◆ TEKS YANG DIBERIKAN ◆
*****

Tenaga Medis Tersangka Pelecehan di Bandara Soetta Kirim Uang Rampasan ke Orangtua

Pada saat tahu dugaan pelecehan seksual yang dilakukannya viral lewat cuwitan korban, dia langsung kabur ke Sumatera Utara.

oleh Pramita Tristiawati diperbarui 28 Sep 2020, 21:02 WIB
Ilustrasi Penangkapan (Liputan6.com/Abdillah)

Liputan6.com, Jakarta - Uang hasil pemerasan terhadap penumpang wanita berinisial LHI di Bandara Soekarno Hatta sebesar Rp 1,4 juta ternyata dipakai tersangka pelecehan seksual EFY untuk mentransfer orangtuanya di kampung halaman.

"Dia gunakan untuk macam-macam. Pertama untuk mentransfer ibunya di kampung halaman, lalu untuk sehari-hari juga," ujar Kombes Yusri Yunus, Kabid Humas Polda Metro Jaya, di Polresta Bandara Soetta, Senin (28/9/2020).

Bukan hanya untuk itu, uang hasil rampasan tersebut digunakan untuk biaya pulang ke Sumatera Utara melalui jalur darat.

*****

Entri data terkumpul:

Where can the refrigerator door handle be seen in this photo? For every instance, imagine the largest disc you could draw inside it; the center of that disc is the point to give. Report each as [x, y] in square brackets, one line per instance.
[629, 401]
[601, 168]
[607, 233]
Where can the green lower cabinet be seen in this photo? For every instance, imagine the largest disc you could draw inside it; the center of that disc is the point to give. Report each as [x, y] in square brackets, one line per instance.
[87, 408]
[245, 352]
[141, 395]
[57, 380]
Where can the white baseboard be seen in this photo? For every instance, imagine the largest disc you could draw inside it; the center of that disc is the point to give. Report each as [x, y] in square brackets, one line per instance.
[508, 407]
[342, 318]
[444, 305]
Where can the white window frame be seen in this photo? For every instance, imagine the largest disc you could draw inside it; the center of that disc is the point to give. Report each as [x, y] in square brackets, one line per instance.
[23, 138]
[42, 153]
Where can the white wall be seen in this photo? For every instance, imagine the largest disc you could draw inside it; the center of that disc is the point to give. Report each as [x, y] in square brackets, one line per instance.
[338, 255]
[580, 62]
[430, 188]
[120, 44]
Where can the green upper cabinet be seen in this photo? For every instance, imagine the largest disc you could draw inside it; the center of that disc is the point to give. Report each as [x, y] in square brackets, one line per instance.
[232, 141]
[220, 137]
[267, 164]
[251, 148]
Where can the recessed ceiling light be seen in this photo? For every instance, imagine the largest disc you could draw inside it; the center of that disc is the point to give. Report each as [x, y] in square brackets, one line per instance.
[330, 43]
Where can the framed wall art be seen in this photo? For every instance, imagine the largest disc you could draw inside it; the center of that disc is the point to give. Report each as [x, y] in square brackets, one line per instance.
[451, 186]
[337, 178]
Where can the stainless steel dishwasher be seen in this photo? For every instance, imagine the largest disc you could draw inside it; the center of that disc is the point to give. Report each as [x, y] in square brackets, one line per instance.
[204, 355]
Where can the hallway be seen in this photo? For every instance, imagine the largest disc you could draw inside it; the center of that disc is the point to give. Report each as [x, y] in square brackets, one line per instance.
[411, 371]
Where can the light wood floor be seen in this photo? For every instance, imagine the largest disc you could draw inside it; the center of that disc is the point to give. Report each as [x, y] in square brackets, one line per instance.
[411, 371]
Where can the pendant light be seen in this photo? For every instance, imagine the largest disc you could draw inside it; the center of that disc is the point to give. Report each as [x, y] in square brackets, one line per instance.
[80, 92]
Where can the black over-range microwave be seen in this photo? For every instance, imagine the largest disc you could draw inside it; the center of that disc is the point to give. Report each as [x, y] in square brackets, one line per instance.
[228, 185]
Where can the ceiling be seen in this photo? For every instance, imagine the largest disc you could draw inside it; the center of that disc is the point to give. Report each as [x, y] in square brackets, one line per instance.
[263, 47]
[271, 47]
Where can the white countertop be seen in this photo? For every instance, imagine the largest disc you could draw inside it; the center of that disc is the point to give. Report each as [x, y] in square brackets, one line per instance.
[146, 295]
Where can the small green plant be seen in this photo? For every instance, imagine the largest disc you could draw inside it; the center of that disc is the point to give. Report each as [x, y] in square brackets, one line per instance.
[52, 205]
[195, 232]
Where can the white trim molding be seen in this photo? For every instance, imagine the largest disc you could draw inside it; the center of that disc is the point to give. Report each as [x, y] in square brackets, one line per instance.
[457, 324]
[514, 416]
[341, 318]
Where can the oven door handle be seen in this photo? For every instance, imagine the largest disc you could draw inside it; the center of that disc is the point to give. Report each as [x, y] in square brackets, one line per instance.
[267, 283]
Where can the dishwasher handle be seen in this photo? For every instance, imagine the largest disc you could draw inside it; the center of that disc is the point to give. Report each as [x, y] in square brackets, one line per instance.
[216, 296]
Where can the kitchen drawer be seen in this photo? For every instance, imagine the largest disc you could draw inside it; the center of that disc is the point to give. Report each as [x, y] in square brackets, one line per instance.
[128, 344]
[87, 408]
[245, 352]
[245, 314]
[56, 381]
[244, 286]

*****

◆ TUGAS LATIHAN ◆
1 - Kutip dari berita pelecehan di Bandara Soetta bagian yang dibuka dengan kata-kata "Pada saat tahu" dan ditutup dengan "Ilustrasi Penangkapan (Liputan6.com/Abdillah)".
2 - Menurut berita pelecehan di Bandara Soetta, berapa jumlah uang hasil pemerasan terhadap penumpang berinisial LHI?

◆ JAWABAN TUGAS ◆
1 -
Pada saat tahu dugaan pelecehan seksual yang dilakukannya viral lewat cuwitan korban, dia langsung kabur ke Sumatera Utara.

oleh Pramita Tristiawati diperbarui 28 Sep 2020, 21:02 WIB
Ilustrasi Penangkapan (Liputan6.com/Abdillah)

2 - Rp 1,4 juta.